CONSIGNE ÉCRITE A:
Selon l’extrait sur le Parquet européen, à combien s’élève le préjudice financier signalé par la direction générale des finances du Parlement européen ?
CONSIGNE ÉCRITE B:
Traduisez en anglais la phrase suivante de l’extrait sur le Parquet européen : « Sa structure à double niveau s’est imposée dès le départ. »
CONSIGNE ÉCRITE C:
Rédigez la suite de l’extrait consacré au Parquet européen, à partir de sa dernière phrase.

EXTRAIT FOURNI:

╭──

À titre liminaire, il apparaît utile de présenter cette première autorité de poursuite de l’Union européenne. Instauré par un règlement en 2017 ((Règlement (UE) 2017/1939 du Conseil du 12 oct. 2017 mettant en œuvre une coopération renforcée concernant la création du Parquet européen, JOUE, L 283/1, 31 oct. 2017, ci-après « le règlement »), le Parquet européen fonctionne officiellement depuis le 1er juin 2021. Sa structure à double niveau s’est imposée dès le départ. Ce modèle permet de confier, d’une part, à l’organe situé à Luxembourg – le bureau central – la détermination de la politique pénale ; d’autre part, aux entités décentralisées – les procureurs européens délégués – de mener des enquêtes et des poursuites directement dans les vingt-quatre États membres participants au projet, au regard des droits nationaux, même s’ils demeurent en partie harmonisés (V. pour plus de détails sur sa création)
À ce titre, le Parquet européen a annoncé, le 8 juillet 2025, l’ouverture d’une enquête préliminaire visant l’ancien groupe parlementaire Identité et Démocratie (ID), auquel appartenait notamment le Rassemblement national au cours de la législature 2019–2024. Cette procédure fait suite à un signalement émanant de la direction générale des finances du Parlement européen, faisant état d’un préjudice financier estimé à 4,3 millions d’euros. L’enquête porte plus précisément sur de potentielles manœuvres concertées ayant pour finalité de détourner ou d’utiliser abusivement les crédits attribués aux groupes politiques du Parlement européen au titre de la « ligne budgétaire 400 ». Cette dernière finance les activités politiques des groupes représentés au sein du Parlement européen, sous réserve du respect des règles rigoureuses destinées à garantir l’usage de ces fonds au soutien du fonctionnement démocratique de l’institution, et non à financer des activités partisanes ou nationales sans lien avec le mandat parlementaire européen.

╰──

DONNÉES:
╭──

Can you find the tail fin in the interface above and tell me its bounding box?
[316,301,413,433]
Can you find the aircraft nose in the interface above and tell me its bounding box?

╰──

RÉSULTAT A:
Il est estimé à 4,3 millions d’euros.

RÉSULTAT B:
Its two-tier structure was established from the outset.

RÉSULTAT C:
Selon les premiers éléments communiqués, l’utilisation des fonds européens – portant sur une enveloppe globale de six millions d’euros – aurait permis, d’une part, l’octroi de dons à hauteur de 700 000 euros à diverses associations, pour certaines établies en France, mais également à l’étranger. Or plusieurs de ces structures ne semblent entretenir aucun lien manifeste avec l’activité politique du groupe Identité et Démocratie, à l’image de l’association « Ami Chats 88 » ou de l’amicale des sapeurs-pompiers de La Celle-Saint-Cloud. D’autre part, des marchés publics auraient été attribués de manière irrégulière pour un montant total de 3,6 millions d’euros, dont les deux tiers auraient bénéficié à deux sociétés, Unanime et e-Politic, historiquement liées au RN et dirigées par des proches de Marine Le Pen.
Pourquoi le Parquet européen enquête-t-il sur le RN ?
Concrètement, au regard du principe de territorialité, si certaines infractions sont commises sur le territoire de plusieurs États membres de l’Union, le Parquet européen peut soit ouvrir une enquête, comme dans cette affaire (art. 26 du Règlement), soit mettre en œuvre son droit d’évocation si les autorités nationales ont déjà ouvert une enquête (art. 27 du Règlement). Pour autant, ce n’est pas la seule condition. En amont, le droit primaire a circonscrit la compétence initiale de l’organe à la lutte contre les infractions portant atteinte aux intérêts financiers de l’UE (art. 86 § 1 TFUE). Le droit dérivé, à l’aune du principe de la légalité pénale, a précisé les contours de cette catégorie d’infractions. À cette fin, une directive de rapprochement a pris le soin de définir tant les infractions que les peines relevant de la compétence matérielle de l’organe comme la fraude aux intérêts financiers de l’Union, la corruption de ses agents, le détournement de fonds ou encore le blanchiment de ces infractions (Directive (UE) 2017/1371 du parlement européen et du conseil du 5 juill. 2017 relative à la lutte contre la fraude portant atteinte aux intérêts financiers de l’union au moyen du droit pénal, dite directive PIF).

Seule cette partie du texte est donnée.